# Information given
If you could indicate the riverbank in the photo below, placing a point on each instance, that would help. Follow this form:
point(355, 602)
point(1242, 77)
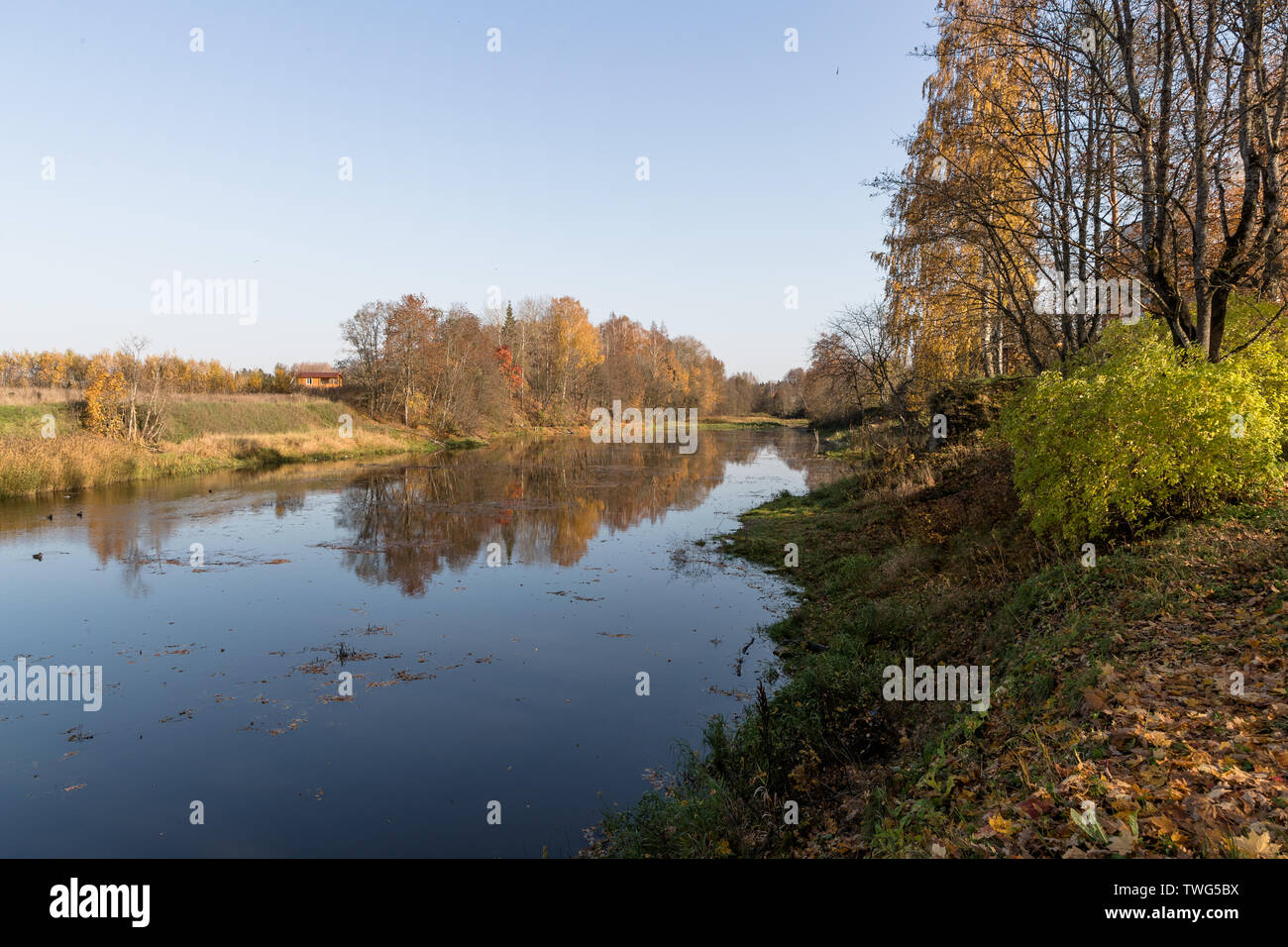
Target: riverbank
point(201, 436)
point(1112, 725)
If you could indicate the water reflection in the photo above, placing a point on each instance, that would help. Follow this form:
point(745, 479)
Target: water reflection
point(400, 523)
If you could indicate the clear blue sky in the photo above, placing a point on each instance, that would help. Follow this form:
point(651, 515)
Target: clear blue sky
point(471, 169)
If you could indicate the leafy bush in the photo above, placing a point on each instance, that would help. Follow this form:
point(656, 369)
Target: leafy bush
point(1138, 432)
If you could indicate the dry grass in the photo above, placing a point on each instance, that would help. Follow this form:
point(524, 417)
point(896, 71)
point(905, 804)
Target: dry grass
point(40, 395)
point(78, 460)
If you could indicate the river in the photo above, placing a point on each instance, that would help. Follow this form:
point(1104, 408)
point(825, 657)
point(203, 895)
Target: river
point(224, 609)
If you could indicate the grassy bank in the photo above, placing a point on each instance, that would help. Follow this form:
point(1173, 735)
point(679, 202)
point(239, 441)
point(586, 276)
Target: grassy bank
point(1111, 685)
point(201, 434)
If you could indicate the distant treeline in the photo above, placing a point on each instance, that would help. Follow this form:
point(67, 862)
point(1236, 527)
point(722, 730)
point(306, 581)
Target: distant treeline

# Directions
Reproduce the items from their beginning through the line containing "point(1138, 432)", including both ends and the requests, and multiply every coordinate in the answers by 1.8, rounding to whole numbers with halves rounded up. Leave the requests and their sample points unchanged, and omit the pictures from your reproduction.

# Exercise output
If you could indicate the riverbank in the photo below, placing a point on each instance, that would help. Follow this form:
point(355, 602)
point(1242, 77)
Target: riverbank
point(362, 785)
point(2002, 1305)
If you could indicate the water reflection in the photo above, placing a point on each instance, that would help. Follow this form:
point(745, 479)
Target: water reflection
point(720, 941)
If you could indicate the clear blue sky in the photo above, placing a point on each instance, that would help. Follow this form:
point(651, 515)
Target: clear blue sky
point(848, 304)
If you could indicate the leafy bush in the photo above, placing a point on each instance, that would help. Follow this form:
point(656, 369)
Target: leafy bush
point(2048, 778)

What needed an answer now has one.